-- START OF Records for this task --

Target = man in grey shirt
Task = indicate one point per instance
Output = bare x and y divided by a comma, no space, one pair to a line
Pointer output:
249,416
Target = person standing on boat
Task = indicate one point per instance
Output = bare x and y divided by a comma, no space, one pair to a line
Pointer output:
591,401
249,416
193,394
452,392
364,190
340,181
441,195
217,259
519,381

-- END OF Records for this task --

Reproduce verbatim every line of the items from the line containing "Target = person standing on boat" through the final line of the items, including both of those lines.

Target = person standing on boat
Task = indicate one point per instance
Output = bare x and y divided by a comma, no space, one pair to a line
Pointer output:
591,401
249,416
193,394
452,392
364,190
340,181
441,195
217,259
519,381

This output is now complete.